* **SHORT PROBLEM**:
Could you print each of the records below line for line, with no change at all?

(Named region outline records)
▶
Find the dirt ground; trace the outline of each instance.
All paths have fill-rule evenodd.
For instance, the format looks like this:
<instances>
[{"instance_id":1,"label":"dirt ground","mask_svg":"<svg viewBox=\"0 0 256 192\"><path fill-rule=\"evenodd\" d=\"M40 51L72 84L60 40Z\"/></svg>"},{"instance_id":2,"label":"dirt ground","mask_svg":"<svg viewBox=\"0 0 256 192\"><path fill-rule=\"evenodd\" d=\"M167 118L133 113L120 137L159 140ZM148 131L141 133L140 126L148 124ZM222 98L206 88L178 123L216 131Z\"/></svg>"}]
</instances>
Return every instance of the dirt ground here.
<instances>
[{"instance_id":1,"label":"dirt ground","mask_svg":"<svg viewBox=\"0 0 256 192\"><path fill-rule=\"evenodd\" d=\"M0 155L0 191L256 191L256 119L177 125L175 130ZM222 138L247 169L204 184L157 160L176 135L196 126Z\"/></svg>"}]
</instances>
◀
* **WRITTEN ANSWER**:
Find the dirt ground; trace the outline of each instance.
All paths have fill-rule evenodd.
For instance, the format looks like this:
<instances>
[{"instance_id":1,"label":"dirt ground","mask_svg":"<svg viewBox=\"0 0 256 192\"><path fill-rule=\"evenodd\" d=\"M40 51L72 84L60 40Z\"/></svg>"},{"instance_id":2,"label":"dirt ground","mask_svg":"<svg viewBox=\"0 0 256 192\"><path fill-rule=\"evenodd\" d=\"M167 118L133 113L120 137L159 140ZM148 131L141 133L140 126L148 124ZM222 98L206 88L178 123L216 131Z\"/></svg>"}]
</instances>
Return every instance of the dirt ground here.
<instances>
[{"instance_id":1,"label":"dirt ground","mask_svg":"<svg viewBox=\"0 0 256 192\"><path fill-rule=\"evenodd\" d=\"M0 155L0 191L256 191L256 119L177 125L175 130ZM222 138L247 169L204 184L157 160L176 135L196 126Z\"/></svg>"}]
</instances>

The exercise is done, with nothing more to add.